VORLIEGENDER TEXT
---
Multilateration: Indoor-Positionsbestimmung mit Bluetooth Low Energy 1/2

Die Nutzung von Navigationsanwendungen ist heute sehr weit verbreitet und häufig gefragt. Unter freiem Himmel ist die Positionierung mittels Satellitennavigation wie beispielsweise Galileo oder GPS die etablierte Lösung. Da innerhalb von Gebäuden allerdings kein zuverlässiger Satellitenempfang besteht, muss die Positionsbestimmung dort auf andere Weise erfolgen. Während meiner Bachelorarbeit im vergangenen Jahr setzte ich mich vor allem mit dem Thema der Positionsbestimmung mit Bluetooth Low Energy (BLE) auseinander.
Die wichtigsten Erkenntnisse möchte ich nun in zwei Blogbeiträgen kurz wiedergeben. Dabei gehe ich auf zwei verschiedene Ansätze zur Positionsbestimmung ein: Multilateration und Fingerprinting (zu Teil 2). Ziel war herauszufinden, wie sich die Positionsbestimmung mit handelsüblichen Smartphones umsetzen lässt, statt mit spezieller Hardware.

Testszenario zur Evaluation

Um die beiden Verfahren vergleichen zu können, habe ich ein Bereich des Büros von synyx mit BLE-Beacons versehen. Wie in der Grafik zu sehen ist, habe ich einen möglichst heterogenen Bereich mit sowohl einem langen Flur und Meetingräumen als auch einem offeneren Pausenbereich gewählt. An den schwarz markierten Positionen habe ich Beacons angebracht und an den grünen Positionen habe ich Messungen der Beacon-Signale aufgezeichnet, die ich dann zur Evaluation verwendet habe.

Grundriss der Räume des Testsetups mit Markierungen der Positionen der BLE-Beacons und der Positionen der Messungen für die Evaluation.
---
AUFGABE A
Schreiben Sie aus dem Text zur Indoor-Positionsbestimmung den Abschnitt zwischen "Um die beiden" und "Evaluation verwendet habe." wortgetreu ab, beide Grenzen eingeschlossen.
AUFGABE B
Setzen Sie den Text zur Indoor-Positionsbestimmung im Anschluss an seinen letzten Satz fort.
Die Daten werden für die Bearbeitung nicht benötigt.

DATENAUSZUG
---
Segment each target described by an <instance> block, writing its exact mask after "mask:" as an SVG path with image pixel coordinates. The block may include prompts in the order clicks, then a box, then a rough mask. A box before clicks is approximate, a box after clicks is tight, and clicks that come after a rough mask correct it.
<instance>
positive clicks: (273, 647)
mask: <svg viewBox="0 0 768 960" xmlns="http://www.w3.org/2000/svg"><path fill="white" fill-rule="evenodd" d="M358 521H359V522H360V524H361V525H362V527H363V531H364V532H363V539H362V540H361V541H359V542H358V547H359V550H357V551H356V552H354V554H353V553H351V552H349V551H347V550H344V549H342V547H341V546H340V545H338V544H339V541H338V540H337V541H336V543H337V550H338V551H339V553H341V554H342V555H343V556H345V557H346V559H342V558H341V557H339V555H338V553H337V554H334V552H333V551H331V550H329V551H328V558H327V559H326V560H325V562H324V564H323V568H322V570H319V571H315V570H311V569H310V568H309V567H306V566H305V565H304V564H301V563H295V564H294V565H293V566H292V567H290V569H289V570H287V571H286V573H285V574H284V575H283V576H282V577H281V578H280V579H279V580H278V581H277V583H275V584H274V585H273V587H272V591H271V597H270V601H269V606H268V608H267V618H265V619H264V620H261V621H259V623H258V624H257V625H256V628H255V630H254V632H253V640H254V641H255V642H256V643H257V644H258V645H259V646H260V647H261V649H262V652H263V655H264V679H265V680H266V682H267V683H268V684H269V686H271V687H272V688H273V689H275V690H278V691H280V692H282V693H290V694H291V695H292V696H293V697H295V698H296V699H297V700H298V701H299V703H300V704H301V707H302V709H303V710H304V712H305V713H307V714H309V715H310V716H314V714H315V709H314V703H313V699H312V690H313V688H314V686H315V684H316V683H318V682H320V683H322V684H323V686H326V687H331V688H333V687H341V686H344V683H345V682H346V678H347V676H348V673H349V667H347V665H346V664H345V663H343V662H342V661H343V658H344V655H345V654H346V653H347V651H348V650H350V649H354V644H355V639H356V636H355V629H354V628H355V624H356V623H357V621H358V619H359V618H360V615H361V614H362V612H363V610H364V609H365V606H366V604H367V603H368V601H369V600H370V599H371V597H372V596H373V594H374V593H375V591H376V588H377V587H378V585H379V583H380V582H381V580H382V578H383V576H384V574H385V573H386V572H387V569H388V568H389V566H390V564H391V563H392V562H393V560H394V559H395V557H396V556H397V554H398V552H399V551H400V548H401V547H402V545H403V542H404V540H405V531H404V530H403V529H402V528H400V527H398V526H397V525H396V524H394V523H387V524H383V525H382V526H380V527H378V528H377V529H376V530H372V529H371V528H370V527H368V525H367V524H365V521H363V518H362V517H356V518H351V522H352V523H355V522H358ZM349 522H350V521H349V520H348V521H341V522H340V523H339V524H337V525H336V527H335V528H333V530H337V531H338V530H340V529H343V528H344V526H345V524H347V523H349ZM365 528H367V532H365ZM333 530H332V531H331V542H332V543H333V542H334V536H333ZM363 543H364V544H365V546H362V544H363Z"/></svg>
---
ANTWORTBEREICH A
Um die beiden Verfahren vergleichen zu können, habe ich ein Bereich des Büros von synyx mit BLE-Beacons versehen. Wie in der Grafik zu sehen ist, habe ich einen möglichst heterogenen Bereich mit sowohl einem langen Flur und Meetingräumen als auch einem offeneren Pausenbereich gewählt. An den schwarz markierten Positionen habe ich Beacons angebracht und an den grünen Positionen habe ich Messungen der Beacon-Signale aufgezeichnet, die ich dann zur Evaluation verwendet habe.

ANTWORTBEREICH B
Herausforderungen

In diesem Experiment habe ich untersucht, wie präzise die Positionsbestimmung unter schwierigen Umständen funktioniert. Damit gemeint ist einerseits eine heterogene Umgebung mit vielen Wänden, Türen und anderen Objekten, die zur Dämpfung und Reflexion von Signalen führen. Andererseits verwendete ich einfache, handelsübliche BLE-Beacons. Zum Einsatz kamen Beacons der Hersteller RadBeacon und Blukii, sowie bereits vorhandene Acer-Tablets, welche als virtuelle Beacons fungierten.

Prinzip Multilateration

Voraussetzung für die Multilateration sind Beacons, welche sich in der Umgebung befinden und deren Positionen bekannt sind. Die Beacons senden regelmäßig Signale, die von den Clients, beispielsweise Smartphones, empfangen werden.

Bei der Multilateration werden am Client zunächst die Signalstärken der sendenden Beacons erfasst. Anhand dieser Signalstärken werden die Distanzen zu den jeweiligen Beacons abgeleitet. Betrachtet man nun die Distanzen als Kreise mit gegebenem Radius und der jeweiligen Beacon-Position als Ursprung (P1, P2, P3), ergibt sich der Schnittpunkt aller Kreise als die gesuchte Position. Im Idealfall schneiden sich alle Kreise an einem Punkt. Um die Position im zweidimensionalen Raum eindeutig bestimmen zu können, sind mindestens drei Beacons notwendig. Daher ist dieses Verfahren auch unter dem Namen “Trilateration” bekannt.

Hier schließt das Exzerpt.